• **WRITTEN INSTRUCTION**
Reproduce each of the following items verbatim, with no alterations of any kind.
>>>
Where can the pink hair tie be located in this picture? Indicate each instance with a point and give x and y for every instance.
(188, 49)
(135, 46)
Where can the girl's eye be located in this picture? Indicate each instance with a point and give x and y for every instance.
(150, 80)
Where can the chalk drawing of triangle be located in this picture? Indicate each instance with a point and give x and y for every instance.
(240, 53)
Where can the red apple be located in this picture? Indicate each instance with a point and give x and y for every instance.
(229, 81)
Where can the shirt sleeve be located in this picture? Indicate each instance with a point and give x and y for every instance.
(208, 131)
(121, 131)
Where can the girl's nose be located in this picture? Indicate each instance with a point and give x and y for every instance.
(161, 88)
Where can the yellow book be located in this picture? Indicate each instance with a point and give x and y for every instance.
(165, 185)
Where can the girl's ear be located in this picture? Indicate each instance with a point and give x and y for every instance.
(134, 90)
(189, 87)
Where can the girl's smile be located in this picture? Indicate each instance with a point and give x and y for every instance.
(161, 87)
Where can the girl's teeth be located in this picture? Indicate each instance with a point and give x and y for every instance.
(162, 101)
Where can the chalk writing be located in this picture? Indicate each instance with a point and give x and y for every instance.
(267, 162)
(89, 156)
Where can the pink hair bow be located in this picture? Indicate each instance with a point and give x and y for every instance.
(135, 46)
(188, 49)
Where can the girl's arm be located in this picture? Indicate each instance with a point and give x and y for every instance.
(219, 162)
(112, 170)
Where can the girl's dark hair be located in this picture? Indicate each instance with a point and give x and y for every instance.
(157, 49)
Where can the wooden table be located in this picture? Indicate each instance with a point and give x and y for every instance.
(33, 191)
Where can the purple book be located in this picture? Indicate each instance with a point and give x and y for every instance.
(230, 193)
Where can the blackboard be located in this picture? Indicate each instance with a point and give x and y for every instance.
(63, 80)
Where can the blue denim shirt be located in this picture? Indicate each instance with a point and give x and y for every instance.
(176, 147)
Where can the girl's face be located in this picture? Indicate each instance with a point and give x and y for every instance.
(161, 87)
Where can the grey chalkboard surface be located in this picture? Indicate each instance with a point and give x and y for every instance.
<<<
• **IN RESPONSE**
Where can the pink hair tie be located in this picture? Indicate each instance with a point and give x and y for every instance.
(188, 49)
(135, 46)
Where can the girl's eye be located in this picture? Indicate each instance with a point and give x and y for every instance.
(150, 80)
Where can the chalk drawing of triangle be located in this picture? Indicate each instance with a point and give x and y for every instance.
(240, 53)
Where can the red apple be located in this picture? Indicate each instance with a point and give x and y for every instance.
(229, 81)
Where can the shirt sleeve be located in this picture? Indicate each instance with a point and give x and y for every instance.
(208, 131)
(121, 131)
Where can the girl's nose be located in this picture? Indicate each instance with a point and give x and y for every instance.
(161, 88)
Where can the yellow book be located in this picture? Indicate each instance with a point and give x and y for every instance.
(165, 185)
Where can the girl's ear be located in this picture? Indicate each instance with a point and give x and y for every instance.
(134, 90)
(189, 87)
Where can the girl's smile be located in this picture? Indicate each instance with a point and give x and y for every instance.
(161, 87)
Where can the girl's teeth be located in this picture? Indicate each instance with a point and give x and y for every instance.
(162, 101)
Where can the chalk writing be located in this picture? Indicate each instance with a point and give x and y for every instance.
(267, 162)
(89, 156)
Where can the pink hair bow be located in this picture? Indicate each instance with a point and give x and y for every instance.
(135, 46)
(188, 49)
Where can the girl's arm be located in this picture? Indicate each instance with a point and give x and y for every instance.
(219, 162)
(112, 170)
Where can the girl's dark hair be located in this picture? Indicate each instance with a point and give x and y for every instance.
(157, 49)
Where can the wooden table be located in this picture? Indicate each instance with a point and give x and y for every instance.
(33, 191)
Where can the purple book be located in this picture? Indicate each instance with a point and give x and y for every instance.
(230, 193)
Where can the blackboard be located in this picture? Indicate each instance with a point and give x and y for every instance.
(63, 80)
Where can the blue denim shirt be located in this picture? Indicate each instance with a point and give x and y for every instance.
(176, 147)
Where can the girl's face be located in this picture? Indicate each instance with a point and give x and y for every instance.
(161, 87)
Where can the grey chalkboard surface be located in this picture? Indicate each instance with a point and give x and y for every instance.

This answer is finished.